Given exercise:
List every line of the records below that contains the word "police", copying each line in full. Case counts.

Extracted entries:
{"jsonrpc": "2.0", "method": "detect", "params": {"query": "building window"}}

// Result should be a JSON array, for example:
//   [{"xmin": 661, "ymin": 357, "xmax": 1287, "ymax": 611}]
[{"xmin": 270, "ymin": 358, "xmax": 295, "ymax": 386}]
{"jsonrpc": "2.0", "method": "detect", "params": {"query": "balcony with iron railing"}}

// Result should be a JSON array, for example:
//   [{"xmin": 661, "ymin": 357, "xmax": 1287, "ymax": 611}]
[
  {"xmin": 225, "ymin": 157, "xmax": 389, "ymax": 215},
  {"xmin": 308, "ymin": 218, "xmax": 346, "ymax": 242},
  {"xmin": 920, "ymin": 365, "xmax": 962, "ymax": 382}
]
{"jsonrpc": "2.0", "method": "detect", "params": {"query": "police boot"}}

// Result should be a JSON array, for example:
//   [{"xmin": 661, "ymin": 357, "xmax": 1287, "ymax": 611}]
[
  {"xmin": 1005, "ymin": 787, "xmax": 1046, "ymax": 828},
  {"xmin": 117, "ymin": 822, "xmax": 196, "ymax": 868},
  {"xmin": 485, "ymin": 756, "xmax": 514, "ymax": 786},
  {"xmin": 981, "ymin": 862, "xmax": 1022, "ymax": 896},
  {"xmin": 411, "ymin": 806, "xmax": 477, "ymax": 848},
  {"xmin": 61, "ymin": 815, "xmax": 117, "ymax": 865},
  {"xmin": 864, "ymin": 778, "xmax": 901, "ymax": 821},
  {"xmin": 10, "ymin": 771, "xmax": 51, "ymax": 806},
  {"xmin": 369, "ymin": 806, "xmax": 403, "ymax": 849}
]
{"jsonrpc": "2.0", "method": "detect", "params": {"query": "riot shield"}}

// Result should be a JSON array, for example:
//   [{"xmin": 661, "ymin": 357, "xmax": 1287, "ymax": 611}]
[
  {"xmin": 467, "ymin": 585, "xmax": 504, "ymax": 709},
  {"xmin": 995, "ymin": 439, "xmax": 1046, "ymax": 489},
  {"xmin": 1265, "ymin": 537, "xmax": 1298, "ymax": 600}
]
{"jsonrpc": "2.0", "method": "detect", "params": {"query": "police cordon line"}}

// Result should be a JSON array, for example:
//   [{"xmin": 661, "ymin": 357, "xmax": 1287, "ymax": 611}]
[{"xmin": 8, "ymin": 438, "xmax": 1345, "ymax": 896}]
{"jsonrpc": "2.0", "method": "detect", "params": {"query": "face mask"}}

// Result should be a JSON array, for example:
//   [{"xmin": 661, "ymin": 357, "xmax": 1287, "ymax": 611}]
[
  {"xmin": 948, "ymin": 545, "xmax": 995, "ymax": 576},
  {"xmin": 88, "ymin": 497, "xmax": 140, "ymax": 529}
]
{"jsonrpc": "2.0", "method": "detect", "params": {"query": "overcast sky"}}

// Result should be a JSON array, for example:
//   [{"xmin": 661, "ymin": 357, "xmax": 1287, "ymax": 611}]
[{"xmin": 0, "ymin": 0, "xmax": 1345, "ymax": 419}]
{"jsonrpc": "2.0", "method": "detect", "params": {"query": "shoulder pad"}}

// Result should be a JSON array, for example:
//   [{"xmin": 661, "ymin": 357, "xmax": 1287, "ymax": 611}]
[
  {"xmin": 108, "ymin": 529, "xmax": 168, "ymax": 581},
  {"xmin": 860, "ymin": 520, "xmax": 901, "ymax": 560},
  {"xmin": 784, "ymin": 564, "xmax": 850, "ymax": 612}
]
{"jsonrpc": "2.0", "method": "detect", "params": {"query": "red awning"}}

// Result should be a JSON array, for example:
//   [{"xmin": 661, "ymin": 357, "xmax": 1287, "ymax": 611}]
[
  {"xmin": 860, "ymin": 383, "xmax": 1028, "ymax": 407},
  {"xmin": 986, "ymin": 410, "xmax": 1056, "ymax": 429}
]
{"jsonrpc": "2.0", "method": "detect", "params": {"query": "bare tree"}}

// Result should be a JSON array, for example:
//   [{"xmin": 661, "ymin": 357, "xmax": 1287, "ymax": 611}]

Result of this task:
{"jsonrpc": "2.0", "method": "detect", "params": {"query": "police boot"}}
{"jsonrpc": "2.0", "method": "detect", "params": {"query": "police cordon line"}}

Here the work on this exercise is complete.